### Your instructions
From the line containing "blurred green background." down to the final line of the entries below, quote every line verbatim. Exclude pictures.

(Point-per-instance localization data)
------------------------------------

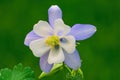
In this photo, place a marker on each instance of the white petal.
(56, 56)
(39, 47)
(60, 28)
(68, 44)
(42, 28)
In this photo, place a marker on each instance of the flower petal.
(43, 29)
(73, 60)
(39, 47)
(60, 28)
(30, 37)
(54, 13)
(44, 63)
(82, 31)
(68, 44)
(56, 56)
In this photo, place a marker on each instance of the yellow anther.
(52, 41)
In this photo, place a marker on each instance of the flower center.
(53, 41)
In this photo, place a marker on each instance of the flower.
(55, 42)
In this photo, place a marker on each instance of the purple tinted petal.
(73, 60)
(44, 63)
(54, 13)
(30, 37)
(82, 31)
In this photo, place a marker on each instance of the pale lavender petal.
(30, 37)
(44, 63)
(72, 60)
(54, 13)
(82, 31)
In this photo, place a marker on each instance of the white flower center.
(53, 41)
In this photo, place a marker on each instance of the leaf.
(64, 71)
(18, 73)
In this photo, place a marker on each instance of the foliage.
(18, 73)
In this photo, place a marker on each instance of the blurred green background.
(100, 54)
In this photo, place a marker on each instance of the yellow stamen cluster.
(53, 41)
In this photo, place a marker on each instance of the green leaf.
(62, 70)
(18, 73)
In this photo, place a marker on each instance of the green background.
(100, 54)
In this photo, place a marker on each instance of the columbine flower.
(54, 42)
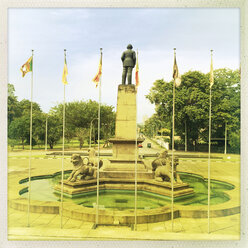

------------------------------------

### Problem solution
In this photo, place a marker on each instance of the blurred green background.
(100, 54)
In this photo, place a marker on each instance of the yellow stamen cluster.
(53, 41)
In this photo, place a marker on each instance of the green leaf.
(62, 70)
(18, 73)
In this photo, place a marker on each instance of the green background.
(100, 54)
In this photo, place a marker on each instance of the columbine flower.
(54, 42)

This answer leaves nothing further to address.